- Image point grounding data
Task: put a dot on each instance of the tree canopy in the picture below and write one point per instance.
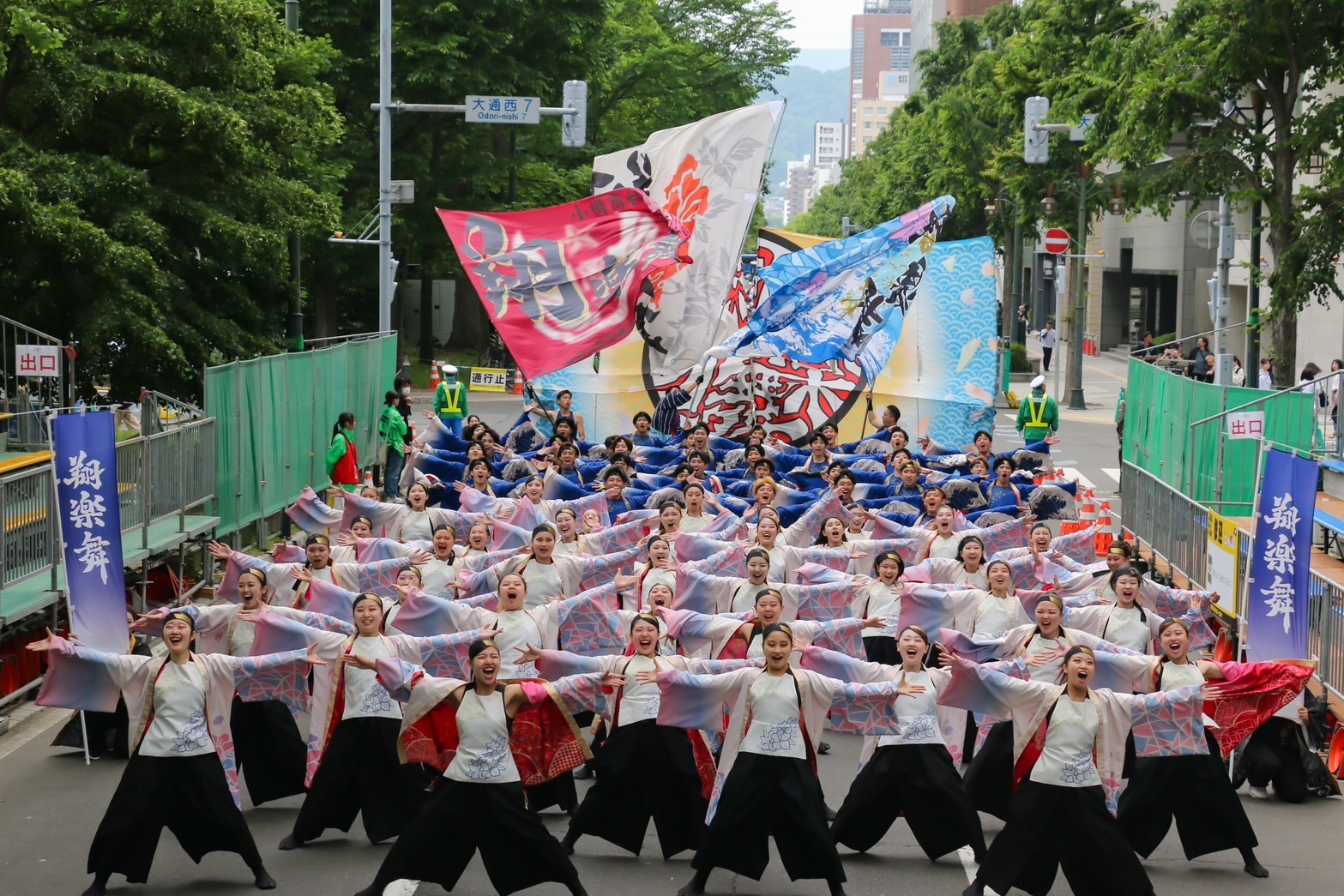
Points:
(1157, 85)
(154, 158)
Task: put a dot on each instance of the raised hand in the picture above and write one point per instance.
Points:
(42, 646)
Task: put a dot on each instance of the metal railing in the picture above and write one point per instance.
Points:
(1284, 412)
(1176, 528)
(158, 477)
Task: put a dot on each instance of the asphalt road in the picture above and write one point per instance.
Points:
(50, 806)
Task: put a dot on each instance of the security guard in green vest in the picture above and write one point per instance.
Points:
(450, 400)
(1038, 415)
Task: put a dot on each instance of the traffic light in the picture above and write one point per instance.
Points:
(574, 125)
(1036, 142)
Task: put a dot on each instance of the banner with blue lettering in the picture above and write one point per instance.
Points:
(1277, 607)
(85, 461)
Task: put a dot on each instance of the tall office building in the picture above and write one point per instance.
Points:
(829, 144)
(879, 42)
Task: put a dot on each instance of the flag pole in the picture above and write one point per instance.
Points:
(70, 610)
(1242, 622)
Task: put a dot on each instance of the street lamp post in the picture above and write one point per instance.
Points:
(1088, 185)
(294, 324)
(1007, 317)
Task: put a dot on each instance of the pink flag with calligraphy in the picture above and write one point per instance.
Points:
(564, 282)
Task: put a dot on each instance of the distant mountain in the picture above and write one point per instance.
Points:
(813, 96)
(823, 59)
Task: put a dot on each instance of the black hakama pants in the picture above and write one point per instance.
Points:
(990, 774)
(915, 779)
(270, 754)
(460, 818)
(558, 791)
(1273, 755)
(644, 770)
(882, 649)
(362, 775)
(186, 794)
(1069, 829)
(763, 797)
(1195, 791)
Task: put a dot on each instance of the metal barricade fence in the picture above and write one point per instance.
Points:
(1159, 514)
(1176, 528)
(27, 505)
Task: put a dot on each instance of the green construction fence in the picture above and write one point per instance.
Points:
(274, 418)
(1203, 461)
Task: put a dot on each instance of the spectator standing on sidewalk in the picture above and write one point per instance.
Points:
(1049, 339)
(1038, 417)
(391, 431)
(1266, 378)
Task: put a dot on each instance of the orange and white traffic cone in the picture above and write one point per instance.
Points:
(1105, 533)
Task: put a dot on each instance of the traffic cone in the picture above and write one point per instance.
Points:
(1088, 511)
(1105, 536)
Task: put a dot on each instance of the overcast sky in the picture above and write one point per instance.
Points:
(820, 24)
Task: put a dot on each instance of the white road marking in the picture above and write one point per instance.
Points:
(968, 864)
(33, 725)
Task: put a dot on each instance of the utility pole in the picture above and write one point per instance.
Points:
(1222, 303)
(294, 324)
(1076, 341)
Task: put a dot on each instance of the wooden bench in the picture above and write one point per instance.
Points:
(1329, 516)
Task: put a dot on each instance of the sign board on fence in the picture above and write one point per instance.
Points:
(37, 360)
(488, 379)
(504, 111)
(1222, 563)
(1246, 424)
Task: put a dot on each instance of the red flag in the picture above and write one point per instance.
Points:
(562, 284)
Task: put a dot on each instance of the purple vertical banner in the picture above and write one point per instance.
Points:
(85, 461)
(1281, 566)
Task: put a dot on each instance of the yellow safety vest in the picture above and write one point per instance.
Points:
(453, 400)
(1036, 412)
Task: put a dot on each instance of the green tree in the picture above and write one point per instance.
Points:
(154, 158)
(962, 132)
(1285, 57)
(649, 64)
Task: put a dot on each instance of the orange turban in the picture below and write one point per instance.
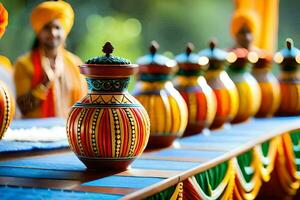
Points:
(47, 11)
(3, 19)
(244, 17)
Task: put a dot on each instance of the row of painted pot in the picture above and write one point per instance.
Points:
(109, 128)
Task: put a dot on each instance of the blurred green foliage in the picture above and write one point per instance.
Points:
(131, 25)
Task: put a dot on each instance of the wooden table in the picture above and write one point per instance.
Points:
(59, 174)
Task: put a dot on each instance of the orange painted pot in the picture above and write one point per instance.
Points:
(289, 79)
(7, 108)
(164, 104)
(199, 97)
(249, 92)
(108, 128)
(222, 86)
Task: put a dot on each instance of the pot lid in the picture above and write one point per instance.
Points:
(154, 62)
(289, 52)
(108, 65)
(213, 53)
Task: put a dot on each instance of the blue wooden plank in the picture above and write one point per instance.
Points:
(14, 146)
(163, 165)
(40, 122)
(9, 193)
(124, 182)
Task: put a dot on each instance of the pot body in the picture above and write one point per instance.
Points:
(249, 95)
(290, 93)
(200, 100)
(108, 128)
(270, 92)
(167, 111)
(7, 108)
(226, 95)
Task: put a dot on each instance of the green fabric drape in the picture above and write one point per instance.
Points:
(244, 162)
(210, 179)
(163, 195)
(295, 137)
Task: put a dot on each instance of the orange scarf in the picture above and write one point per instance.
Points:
(48, 104)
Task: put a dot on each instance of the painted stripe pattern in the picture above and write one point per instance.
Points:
(290, 99)
(226, 95)
(249, 96)
(167, 110)
(118, 132)
(7, 108)
(201, 104)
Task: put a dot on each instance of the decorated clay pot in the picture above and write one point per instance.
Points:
(165, 106)
(108, 128)
(268, 83)
(248, 89)
(199, 97)
(223, 87)
(7, 108)
(289, 79)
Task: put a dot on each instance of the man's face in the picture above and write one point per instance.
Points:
(52, 35)
(244, 37)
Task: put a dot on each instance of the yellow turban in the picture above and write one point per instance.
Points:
(47, 11)
(3, 19)
(244, 17)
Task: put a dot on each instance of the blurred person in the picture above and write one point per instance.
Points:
(6, 72)
(47, 78)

- Your instructions
For the data above, return an exact copy that contains no pictures.

- Task response
Task: put a dot on each instance of the tree canopy in the picture below and write one point per instance.
Points:
(1157, 85)
(154, 158)
Task: put a dot on each instance of the raised hand in the picture above and write one point per instance.
Points:
(42, 646)
Task: put a dot on each instance of the metal railing in the picture above and write one point per instance.
Points:
(1284, 412)
(1176, 528)
(158, 477)
Task: put a dot on each instance of the asphalt road in the picture above and write one point per instance.
Points:
(50, 806)
Task: put a dot on each instance of the security guard in green vest in the picture above and write one point per instance.
Points:
(450, 400)
(1038, 415)
Task: put a dot on each instance of the traffic light in the picture above and write one point per instance.
Points:
(574, 125)
(1036, 142)
Task: put a dot on each instance of the banner with blue lettering in the picture above and write one point per instance.
Points:
(1277, 607)
(85, 461)
Task: put a dot on each instance of the tall office building in the picture above and write one point per instance.
Points:
(829, 144)
(879, 42)
Task: put a dot on each instance of the flag pole in the picture above and write one point per instance.
Points:
(70, 610)
(1242, 622)
Task: put a dot on each instance of the street lamp post in the picture above and write one point per instance.
Points:
(1088, 185)
(294, 324)
(1007, 317)
Task: put a dot on each instance of the pink flag with calligraphy in the picture above and write one point per instance.
Points:
(564, 282)
Task: put a dot on each instance of the distant mountain in the picture above and write one point per instance.
Points:
(813, 96)
(823, 59)
Task: put a dot on each instance of the black hakama pants in the picture above and write one point per instance.
Points:
(990, 774)
(915, 779)
(270, 754)
(460, 818)
(558, 791)
(1273, 755)
(644, 770)
(882, 649)
(362, 775)
(186, 794)
(1069, 829)
(763, 797)
(1195, 791)
Task: put a dot on each instance of the metal barricade fence in the picture above and write one point per instance.
Points:
(1159, 514)
(1176, 528)
(27, 505)
Task: put a dot on each instance of the green construction fence in the picture above and write one point per instance.
Points:
(274, 418)
(1203, 461)
Task: put a dot on each instance of the spectator standing on sidewalk in the picture above and write one point per instance.
Points:
(1049, 339)
(1038, 417)
(391, 431)
(1266, 378)
Task: put a dot on each instance of the orange and white traffic cone in the picture above and write one point per instance.
Points:
(1105, 533)
Task: put a dot on each instance of the traffic cone in the picture above and write one point per instance.
Points:
(1088, 511)
(1105, 536)
Task: put a dot on each instance of the overcast sky in the picture above and write one point per instance.
Points:
(820, 24)
Task: put a dot on each instance of the white road marking in the picture above and write one point per instance.
Points:
(968, 864)
(33, 725)
Task: put a dot on each instance of the utility pole in the picture above and write one point per instance.
Points:
(1222, 303)
(294, 324)
(1076, 341)
Task: put a dot on each instance of the wooden bench in the picture above and write one point per instance.
Points:
(1329, 516)
Task: put a dot on each instance of the sign board on fence in the picture above and write one point per instance.
Points:
(37, 360)
(488, 379)
(504, 111)
(1222, 563)
(1246, 424)
Task: put a dot on each instance of the red flag in the picture above and write one point per instance.
Points:
(562, 284)
Task: put a dot on each instance of the purple vertical banner in the picture above and write one point per instance.
Points:
(85, 461)
(1281, 566)
Task: put a dot on each instance of the yellow safety vest in the picture above and write one point per instance.
Points:
(453, 400)
(1036, 412)
Task: put a dot on each instance of the green tree in the picture above and write one point per instance.
Points:
(154, 158)
(962, 132)
(1285, 57)
(649, 64)
Task: put a dot on each instance of the orange turban in the picture below and write one point per instance.
Points:
(47, 11)
(3, 19)
(244, 17)
Task: put a dot on each instance of the row of painted pot in the picture above and write one point per instance.
Points:
(109, 128)
Task: put a dot on each instance of the blurred green foliage in the picture above and write one point per instance.
Points:
(131, 25)
Task: put a dot on each instance of the wooden table in the picture above and write one point per instance.
Points:
(59, 174)
Task: put a dot on each instance of the orange painted pot in the picture above and write one point per instance.
Points:
(289, 79)
(7, 108)
(164, 104)
(199, 97)
(249, 92)
(108, 128)
(222, 86)
Task: put a dot on each instance of the pot lid in the picture above and write one point per instance.
Points:
(154, 62)
(289, 52)
(108, 65)
(213, 53)
Task: put a dot on each instance of the blue wooden plank in the picture above and write one point per instance.
Points:
(14, 146)
(163, 165)
(40, 122)
(9, 193)
(124, 182)
Task: put a dot on each instance of the pot body in the picture above and write one point per instance.
Points:
(249, 95)
(290, 93)
(200, 100)
(108, 128)
(270, 92)
(167, 111)
(7, 108)
(226, 95)
Task: put a dot on each instance of the green fabric drape in the picture above and write one point per instance.
Points:
(244, 162)
(210, 179)
(163, 195)
(295, 137)
Task: put a dot on each instance of the orange scarf in the picture above and write one point per instance.
Points:
(48, 104)
Task: put a dot on each instance of the painted stripe pattern in the picture above and write one point per instance.
Points:
(290, 99)
(226, 95)
(249, 96)
(167, 110)
(118, 132)
(7, 108)
(201, 104)
Task: put a dot on each instance of the decorated clay pot in the picture above and write one point per instance.
Points:
(165, 106)
(108, 128)
(268, 83)
(248, 89)
(199, 97)
(223, 87)
(7, 108)
(289, 79)
Task: put a dot on each instance of the man's face in the picture above and write one point per instance.
Points:
(52, 35)
(244, 37)
Task: put a dot on each instance of the yellow turban in the picture above and write one point per instance.
Points:
(47, 11)
(3, 19)
(244, 17)
Task: put a dot on each instance of the blurred person in the picture above and write one point per instance.
Points:
(6, 72)
(47, 78)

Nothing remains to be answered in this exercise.